Мне невероятно повезло, ибо пять лет своей жизни я провел именно с таким выдающимся человеком, который учил, прежде всего, видеть… И хотя я частенько ругался с ним по молодой своей горячности, обижался и трепетал (а весь наш курс трепетал перед автором этой книги), но, выйдя из стен ВГИКа, поймал себя на чувстве, что я – другой. Не то, чтобы вижу, но хотя бы имею представление о слепоте.
Я до сих пор не знаю дисциплины, которую преподавал Николай Николаевич Фигуровский. Из его лекций по мастерству кинодраматурга я запомнил, в основном, фразы, которые врезались в память и которые поныне, против своей воли, я цитирую кстати и некстати. Например, «Писатель, работающий в кино, должен писать кровью чужого сердца». О чем это, к чему?.. Тогда это казалось спорным и, может быть, гротескным… И только через много лет я понял, что он говорил о зрительском интересе, проявленном (или непроявленном) к снятому кинофильму. О том, что без знания психологических особенностей аудитории трудно работать в столь всеохватном деле, как кинопроизводст во. Или: «Вы, Юра, похожи на щенка, которого впервые вывели на охоту. Он бросается на все запахи (цветов, мухоморов), не подозревая о том, что нужно интересоваться лишь одним – запахом дичи». Помню, посмеялся я тогда на экзамене, конечно, не подозревая еще об этом «одном запахе». Или… уже о чем-то больше, чем профессия сценариста: «Вот вы все жалуетесь на то, что в искусство трудно пробиться, что все «места уже заняты». Но учтите – давка существует лишь у подножья. После первого шага, сделанного в сторону вершины, вы оказываетесь совершенно одни – лишь дует ветер, и эхо разносит ваш одинокий голос».
На каком-то экзамене вдруг возник философский спор: один студент утверждал, что мир вокруг – «всего лишь личная воля и представление». На что Фигуровский резонно заметил: «Если вы такой Шпенглер, то измените своим представлением ту тройку по мастерству, которую я вам сейчас поставлю».

..............................

Что сделать
1) Выпишите из воспоминаний о Фигуровском все имена и фамилии людей.
2) Продолжите воспоминания о Фигуровском, начав сразу после последней фразы.
Строки к этому отношения не имеют.

..............................

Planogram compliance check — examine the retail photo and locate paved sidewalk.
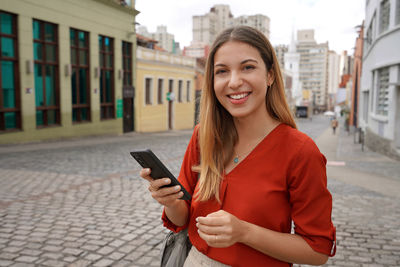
[315,128,400,267]
[0,120,400,267]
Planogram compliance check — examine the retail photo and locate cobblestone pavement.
[0,118,400,266]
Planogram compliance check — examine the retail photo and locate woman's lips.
[228,92,250,104]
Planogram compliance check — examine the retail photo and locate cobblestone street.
[0,116,400,266]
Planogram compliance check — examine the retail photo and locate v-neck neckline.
[224,122,284,177]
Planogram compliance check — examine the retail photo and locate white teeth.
[229,93,249,100]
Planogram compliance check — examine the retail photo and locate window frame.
[70,28,91,123]
[178,79,183,103]
[144,77,153,106]
[122,41,133,86]
[0,10,22,133]
[375,67,390,117]
[32,19,61,128]
[395,0,400,25]
[186,80,192,102]
[157,78,164,105]
[379,0,390,34]
[98,34,116,120]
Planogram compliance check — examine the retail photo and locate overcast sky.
[135,0,365,55]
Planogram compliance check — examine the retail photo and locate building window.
[0,11,21,132]
[379,0,390,33]
[186,81,191,102]
[376,67,389,116]
[99,35,115,119]
[178,80,183,102]
[69,29,90,122]
[33,20,60,127]
[122,42,132,86]
[157,79,164,104]
[363,91,369,122]
[145,78,153,105]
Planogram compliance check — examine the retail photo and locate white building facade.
[137,25,180,54]
[358,0,400,159]
[328,50,340,110]
[284,37,303,106]
[193,5,270,45]
[297,30,329,111]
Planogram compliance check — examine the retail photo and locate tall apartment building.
[328,50,340,110]
[297,30,329,111]
[193,5,270,44]
[193,5,233,44]
[358,0,400,159]
[274,45,289,69]
[137,25,180,54]
[233,14,270,39]
[278,36,302,106]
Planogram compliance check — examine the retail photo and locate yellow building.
[0,0,138,144]
[135,36,196,132]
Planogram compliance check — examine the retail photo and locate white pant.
[183,246,229,267]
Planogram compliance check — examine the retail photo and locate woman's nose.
[229,71,243,89]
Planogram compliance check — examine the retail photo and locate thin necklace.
[233,132,269,164]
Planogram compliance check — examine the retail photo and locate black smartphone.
[131,149,192,200]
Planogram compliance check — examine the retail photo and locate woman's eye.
[244,65,255,70]
[215,70,226,74]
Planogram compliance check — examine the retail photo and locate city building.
[189,5,270,56]
[297,30,329,112]
[274,44,289,69]
[277,35,302,109]
[0,0,138,144]
[358,0,400,159]
[183,41,210,58]
[193,5,233,45]
[233,14,270,39]
[327,50,340,111]
[135,35,196,132]
[349,22,364,128]
[137,25,181,54]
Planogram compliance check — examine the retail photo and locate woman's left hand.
[196,210,246,248]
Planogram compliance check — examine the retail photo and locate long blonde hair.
[194,26,297,202]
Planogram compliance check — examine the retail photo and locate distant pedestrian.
[140,26,336,267]
[331,117,339,134]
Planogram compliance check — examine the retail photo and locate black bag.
[160,229,192,267]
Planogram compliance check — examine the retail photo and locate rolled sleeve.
[289,138,336,256]
[161,126,199,233]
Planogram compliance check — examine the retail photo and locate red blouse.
[162,123,336,266]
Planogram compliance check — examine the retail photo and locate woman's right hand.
[140,169,183,207]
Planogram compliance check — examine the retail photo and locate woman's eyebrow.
[214,58,258,67]
[214,63,226,67]
[240,58,258,64]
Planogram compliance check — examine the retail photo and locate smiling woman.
[141,26,335,266]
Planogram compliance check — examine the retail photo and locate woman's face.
[214,41,272,118]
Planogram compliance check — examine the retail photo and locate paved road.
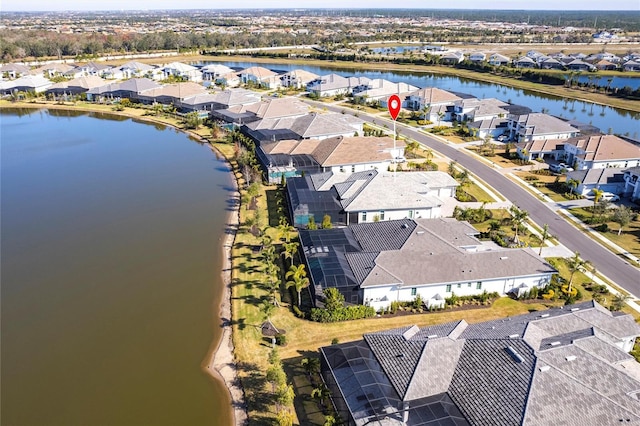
[306,103,640,297]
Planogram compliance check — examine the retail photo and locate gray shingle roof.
[351,219,416,252]
[323,301,640,426]
[449,339,535,426]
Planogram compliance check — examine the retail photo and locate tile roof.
[341,172,458,212]
[409,87,461,105]
[565,135,640,162]
[515,112,578,135]
[321,301,640,426]
[449,339,536,426]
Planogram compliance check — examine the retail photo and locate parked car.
[600,192,620,201]
[549,163,573,173]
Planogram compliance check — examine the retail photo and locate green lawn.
[569,208,640,257]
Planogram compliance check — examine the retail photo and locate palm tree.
[591,188,604,216]
[422,104,431,121]
[424,148,433,163]
[282,241,300,264]
[300,357,320,378]
[509,204,529,243]
[538,223,551,256]
[287,272,310,307]
[567,178,580,192]
[567,252,591,294]
[311,383,331,407]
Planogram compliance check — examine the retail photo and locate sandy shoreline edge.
[0,103,248,426]
[207,145,248,425]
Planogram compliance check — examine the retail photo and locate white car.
[600,192,620,201]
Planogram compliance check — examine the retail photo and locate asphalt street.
[306,102,640,298]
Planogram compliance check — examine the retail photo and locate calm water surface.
[0,111,231,426]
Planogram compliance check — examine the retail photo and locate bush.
[276,334,287,346]
[311,305,376,322]
[293,305,307,318]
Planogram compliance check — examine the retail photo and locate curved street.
[305,101,640,298]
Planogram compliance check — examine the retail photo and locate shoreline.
[0,103,248,425]
[202,141,248,425]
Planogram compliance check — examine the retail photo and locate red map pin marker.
[387,95,402,121]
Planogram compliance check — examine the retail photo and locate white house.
[162,62,202,83]
[488,53,511,67]
[507,113,580,142]
[280,69,320,89]
[238,67,280,89]
[300,218,557,309]
[200,64,233,87]
[563,134,640,170]
[622,167,640,201]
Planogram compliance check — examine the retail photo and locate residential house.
[565,59,596,71]
[488,53,511,67]
[248,112,364,144]
[563,134,640,170]
[567,168,625,195]
[622,60,640,71]
[138,80,208,106]
[0,75,53,95]
[46,75,107,98]
[403,87,462,122]
[287,171,458,227]
[540,58,564,70]
[507,113,579,142]
[622,167,640,201]
[307,74,370,97]
[468,118,509,139]
[256,132,392,183]
[33,63,74,79]
[117,61,160,80]
[160,62,202,83]
[352,78,418,108]
[320,301,640,426]
[300,218,557,310]
[440,51,464,65]
[469,52,487,62]
[76,62,111,78]
[513,56,538,68]
[0,63,31,80]
[454,98,509,122]
[86,78,162,103]
[516,139,566,161]
[280,69,320,89]
[594,59,618,71]
[238,67,280,89]
[200,64,234,87]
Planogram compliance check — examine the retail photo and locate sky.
[0,0,640,11]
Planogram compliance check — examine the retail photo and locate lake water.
[0,110,232,426]
[200,61,640,138]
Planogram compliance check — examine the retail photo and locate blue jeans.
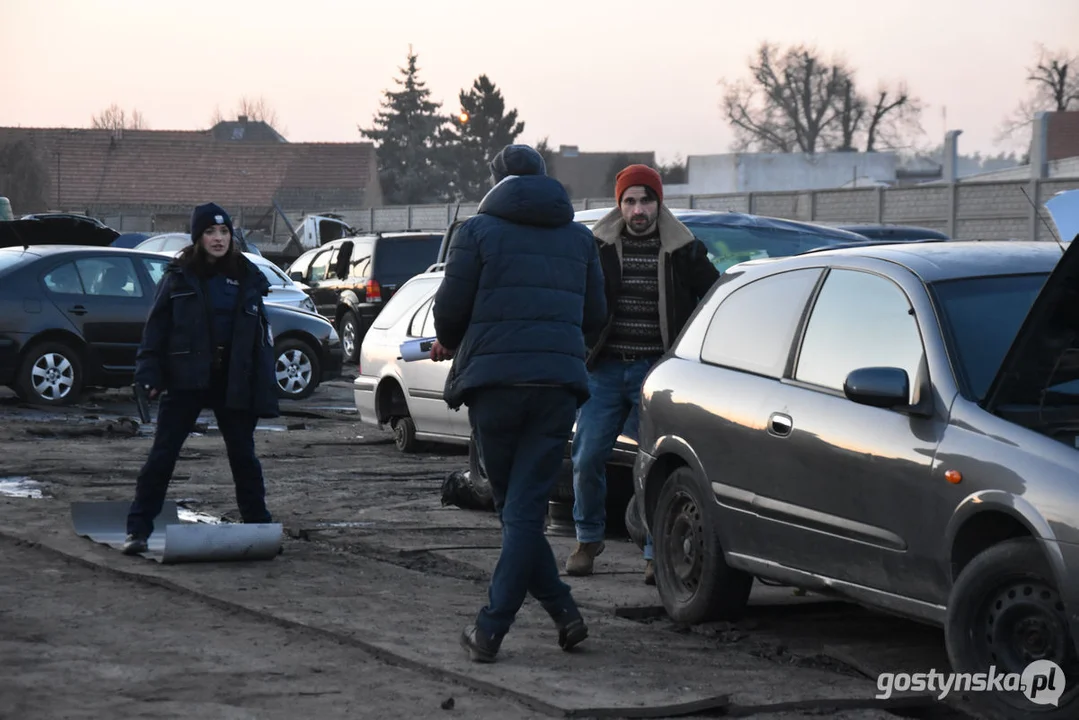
[127,383,273,538]
[572,358,658,560]
[468,386,577,638]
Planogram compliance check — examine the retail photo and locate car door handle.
[768,412,794,437]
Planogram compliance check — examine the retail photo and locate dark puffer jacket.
[433,168,606,408]
[135,258,281,418]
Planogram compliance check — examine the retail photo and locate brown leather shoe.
[565,540,604,576]
[644,560,656,585]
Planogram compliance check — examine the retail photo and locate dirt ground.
[0,378,979,720]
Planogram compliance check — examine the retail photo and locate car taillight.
[364,280,382,302]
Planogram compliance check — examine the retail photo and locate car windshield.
[931,273,1048,402]
[255,262,292,287]
[683,220,850,272]
[371,276,442,330]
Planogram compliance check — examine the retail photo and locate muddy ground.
[0,378,979,720]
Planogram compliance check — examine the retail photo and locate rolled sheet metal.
[71,501,284,563]
[161,522,283,562]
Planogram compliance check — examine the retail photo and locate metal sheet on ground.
[71,501,283,563]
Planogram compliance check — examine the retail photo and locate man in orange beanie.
[565,165,720,585]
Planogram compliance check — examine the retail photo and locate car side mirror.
[843,367,911,409]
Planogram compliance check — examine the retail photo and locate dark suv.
[288,232,442,363]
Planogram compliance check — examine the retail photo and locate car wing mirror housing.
[843,367,911,410]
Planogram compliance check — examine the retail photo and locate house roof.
[1046,110,1079,162]
[0,127,381,207]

..............................

Ответы к заданиям
1) Николай Николаевич Фигуровский, Юра, Шпенглер

2)
Я всегда знал, что Николай Николаевич – создатель воистину народного фильма «Когда деревья были большими» (хотя, если бы он сделал лишь одну эту картину, можно было бы больше ничего не писать, – лучше все равно не снимешь). Но уже после окончания института до меня дошли смутные слухи, что мой мастер – крупнейший астролог в СССР. Что за чертовщина, при чем тут астрология? Я опять, по легкомысленности своей, развеселился, но потом узнал, что он при помощи математических расчетов предсказал одной студентке ВГИКа гибель, и трагическое событие совпало день в день и даже – час в час с его выкладками. Здесь уже пришло в голову: а не гений ли он? Уж не у гения ли я просидел за партой пять лет?.. Но на этом Николай Николаевич не остановился, опять засев за расчеты и предсказав смерть уже самому себе, назначив ее, кажется, на июль 2000 года. Предсказание не сбылось, и Фигуровский от этого воспрял духом. В последние годы своей жизни он был таким же, как в семидесятые – моложавым, мудрым и непредсказуемым.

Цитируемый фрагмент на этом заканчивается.